##### Records supplied #####
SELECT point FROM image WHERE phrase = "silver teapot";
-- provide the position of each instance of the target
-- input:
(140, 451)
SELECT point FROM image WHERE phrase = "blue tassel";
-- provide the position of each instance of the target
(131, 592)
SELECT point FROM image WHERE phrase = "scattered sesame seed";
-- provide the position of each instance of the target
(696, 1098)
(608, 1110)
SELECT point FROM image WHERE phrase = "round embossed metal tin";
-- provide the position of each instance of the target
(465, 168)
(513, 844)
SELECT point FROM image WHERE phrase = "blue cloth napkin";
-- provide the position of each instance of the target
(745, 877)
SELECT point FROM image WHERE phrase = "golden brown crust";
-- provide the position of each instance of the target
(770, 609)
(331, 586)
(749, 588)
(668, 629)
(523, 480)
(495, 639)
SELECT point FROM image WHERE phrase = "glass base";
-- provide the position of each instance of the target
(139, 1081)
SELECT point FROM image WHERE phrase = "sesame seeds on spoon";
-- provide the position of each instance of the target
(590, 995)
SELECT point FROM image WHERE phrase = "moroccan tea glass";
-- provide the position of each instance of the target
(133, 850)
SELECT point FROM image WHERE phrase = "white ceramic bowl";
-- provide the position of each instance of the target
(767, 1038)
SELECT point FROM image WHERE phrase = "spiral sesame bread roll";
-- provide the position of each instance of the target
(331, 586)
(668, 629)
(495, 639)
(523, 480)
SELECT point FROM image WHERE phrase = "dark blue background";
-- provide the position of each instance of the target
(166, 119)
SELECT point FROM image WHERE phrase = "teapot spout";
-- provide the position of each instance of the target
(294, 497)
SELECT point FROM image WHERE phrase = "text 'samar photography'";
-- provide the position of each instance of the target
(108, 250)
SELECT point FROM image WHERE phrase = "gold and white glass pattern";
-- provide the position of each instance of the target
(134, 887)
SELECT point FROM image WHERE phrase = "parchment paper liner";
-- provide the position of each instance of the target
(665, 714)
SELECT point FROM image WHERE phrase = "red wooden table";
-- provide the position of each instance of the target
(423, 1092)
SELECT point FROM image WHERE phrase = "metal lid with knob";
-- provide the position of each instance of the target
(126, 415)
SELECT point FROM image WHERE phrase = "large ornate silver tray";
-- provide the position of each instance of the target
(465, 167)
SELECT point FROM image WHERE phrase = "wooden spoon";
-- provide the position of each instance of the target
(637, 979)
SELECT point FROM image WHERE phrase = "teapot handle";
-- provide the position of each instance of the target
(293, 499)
#####
Copy the records above exactly.

Result for this exercise →
SELECT point FROM image WHERE phrase = "silver teapot";
-- provide the position of each instance of the target
-- input:
(140, 451)
SELECT point FROM image WHERE phrase = "blue tassel";
-- provide the position of each instance of the target
(131, 592)
SELECT point FROM image WHERE phrase = "scattered sesame seed";
-- provide the position of each instance of the target
(696, 1098)
(608, 1110)
SELECT point FROM image WHERE phrase = "round embossed metal tin";
-- provide the position of each instance of the target
(465, 168)
(513, 844)
SELECT point FROM image WHERE phrase = "blue cloth napkin";
-- provide the position of each instance of the target
(745, 877)
SELECT point FROM image WHERE phrase = "golden brown crust";
-- provide the position of each instance of the target
(770, 609)
(331, 586)
(749, 588)
(668, 629)
(523, 480)
(495, 639)
SELECT point FROM image WHERE phrase = "glass base";
-- provide the position of each instance of the target
(139, 1081)
SELECT point FROM image WHERE phrase = "sesame seeds on spoon";
-- provide the position of each instance of the target
(590, 995)
SELECT point FROM image WHERE phrase = "moroccan tea glass";
-- provide the position of each instance of the target
(133, 850)
SELECT point FROM image WHERE phrase = "white ceramic bowl";
-- provide the position of each instance of the target
(767, 1038)
SELECT point FROM image WHERE phrase = "spiral sesame bread roll";
-- provide the position of each instance of the target
(331, 586)
(668, 629)
(495, 639)
(523, 480)
SELECT point FROM image WHERE phrase = "dark blue background";
-- provide the position of each instance of the target
(166, 119)
SELECT point FROM image WHERE phrase = "teapot spout";
-- provide the position of each instance of the target
(294, 497)
SELECT point FROM image WHERE phrase = "text 'samar photography'";
-- provide the position of each instance of the target
(108, 250)
SELECT point FROM image WHERE phrase = "gold and white glass pattern";
-- provide the position of each instance of the target
(134, 887)
SELECT point FROM image WHERE phrase = "parchment paper liner";
-- provide the position of each instance of the target
(665, 714)
SELECT point FROM image WHERE phrase = "red wooden table";
-- provide the position of each instance of the target
(423, 1092)
SELECT point FROM image WHERE phrase = "metal lid with knob";
-- provide the position of each instance of the target
(126, 415)
SELECT point FROM image WHERE phrase = "large ornate silver tray";
-- provide the position of each instance of the target
(465, 167)
SELECT point FROM image WHERE phrase = "wooden spoon";
-- provide the position of each instance of the target
(637, 979)
SELECT point FROM image WHERE phrase = "teapot handle";
-- provide the position of each instance of the target
(293, 499)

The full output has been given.